- _Task A_
Copy the rows from the line with "Target: chrome window trim" up to and including the line with "[(568, 148)]", reproducing each line character for character.

- _Extract_

>> begin

Street Machine

DIRTY STUFF

- WILLIAM PORKER

IHAVE real bad memories of an Easter Thursday, and a Renault.

I have an auto sparky mate who needs a hand when he has too much work in, so I go in for a few days until the panic returns to normal. So it was in this week before the Easter break; we were steadily getting rid of the urgent stuff, until the Thursday was looking almost clear and we were talking of getting away early. There was one still to come, some guy with a Renault with a starter motor problem, booked in at one o’clock.

So this white front-engined thing arrived, which, from painful memory, I identified as a 12. But I soon got to call it something else after I got the job of removing what we tested as a dud starter motor. You can normally rip out these compact motors really quickly, so we reckoned three hours max to get it out, fix and refit it, then shut the doors to shoot through by four o’clock.

Ha! Got out the metrics, briefly studied the problem, and realised that the French design engineers had installed this starter motor on the four-pot engine and then stuffed a multitude of components into the spare space around it. So the removal was going to be difficult without actually lifting the mill out.

Believing anything was possible, I ripped in and began unbolting likely looking gear that was obviously in the way of sliding the motor back and hopefully up and out, and got bloody nowhere. The mongrel 12 was going to fight all the way, and already I was losing skin and bleeding heavily. I put a jack under the sump, ripped off an engine mount, and the starter moved exactly 50mm. I took off the other engine mount, pushed the engine sideways – more sharp-edged stuff in the way again, and the starter moved exactly 50mm and fell back to where this nonsense all began. And then the bloody engine dropped off the jack!

And so the afternoon went on, with me pissing sweat out in the sun, maligning the parentage of every Renault ever made whenever some sharp metal bit got me again. And still somehow I just kept going backwards, as the faint hope I could remove this thing of hate now receded. “Where are you going?” my mate Kevin asked. “I know a bloke uptown who has a box of gelignite hidden in his shed,” I replied. “I’m going to borrow a sweaty stick, and blow that bastard starter motor clear out of its hole!”

“You can’t do that! Jack next door will be straight to the cops! And how are you going to put it all back, anyway!” “Dunno. Have you got an axe?” “Look. It’s just gone four o’clock, so I can give you a hand now. Two of us should be able to somehow extract the stupid Froggy motor now that you’ve got rid of all that other gear around it.”

>> end

- _Task B_
In the Renault column, rewrite the passage from "I have an auto" up to and including "by four o’clock.", putting "alternator" wherever "starter motor" appears.

- _Data supplied_

>> begin

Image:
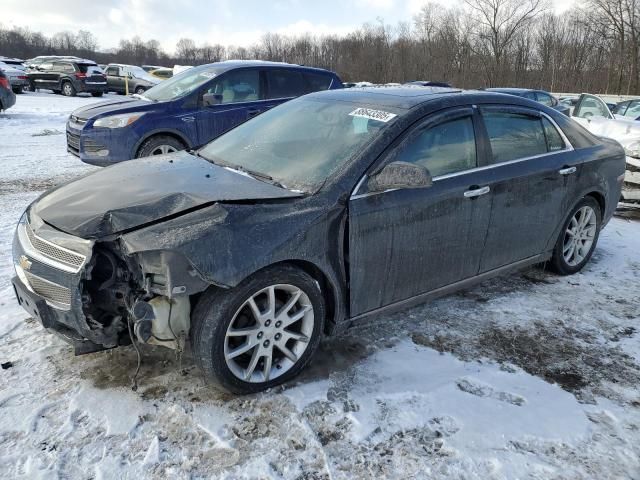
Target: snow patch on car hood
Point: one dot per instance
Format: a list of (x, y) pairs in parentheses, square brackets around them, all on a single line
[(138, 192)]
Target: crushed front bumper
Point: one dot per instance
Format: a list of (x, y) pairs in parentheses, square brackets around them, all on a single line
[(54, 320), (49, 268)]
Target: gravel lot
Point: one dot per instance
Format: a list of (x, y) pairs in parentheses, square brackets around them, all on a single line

>> end
>> begin

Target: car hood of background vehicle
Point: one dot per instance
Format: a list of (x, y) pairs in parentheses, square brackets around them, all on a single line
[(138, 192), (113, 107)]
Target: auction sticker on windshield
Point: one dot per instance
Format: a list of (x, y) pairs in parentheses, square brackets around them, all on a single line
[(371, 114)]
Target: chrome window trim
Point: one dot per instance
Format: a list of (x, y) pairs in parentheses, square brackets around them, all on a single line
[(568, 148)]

>> end
>> begin

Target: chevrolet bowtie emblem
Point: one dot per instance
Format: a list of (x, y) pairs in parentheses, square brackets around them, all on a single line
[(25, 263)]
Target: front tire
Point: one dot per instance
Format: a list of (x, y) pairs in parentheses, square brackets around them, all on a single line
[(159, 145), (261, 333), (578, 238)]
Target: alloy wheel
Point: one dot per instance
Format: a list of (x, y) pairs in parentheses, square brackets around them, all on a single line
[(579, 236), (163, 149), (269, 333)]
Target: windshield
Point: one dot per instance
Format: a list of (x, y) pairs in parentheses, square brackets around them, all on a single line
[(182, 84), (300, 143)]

>> end

- _Task answer A_
Target: chrome window trim
Point: one dot per instance
Format: a list of (x, y) pairs in parentheses, square brackets around them, all on a single line
[(568, 148)]

- _Task answer B_
I have an auto sparky mate who needs a hand when he has too much work in, so I go in for a few days until the panic returns to normal. So it was in this week before the Easter break; we were steadily getting rid of the urgent stuff, until the Thursday was looking almost clear and we were talking of getting away early. There was one still to come, some guy with a Renault with a alternator problem, booked in at one o’clock.

So this white front-engined thing arrived, which, from painful memory, I identified as a 12. But I soon got to call it something else after I got the job of removing what we tested as a dud alternator. You can normally rip out these compact motors really quickly, so we reckoned three hours max to get it out, fix and refit it, then shut the doors to shoot through by four o’clock.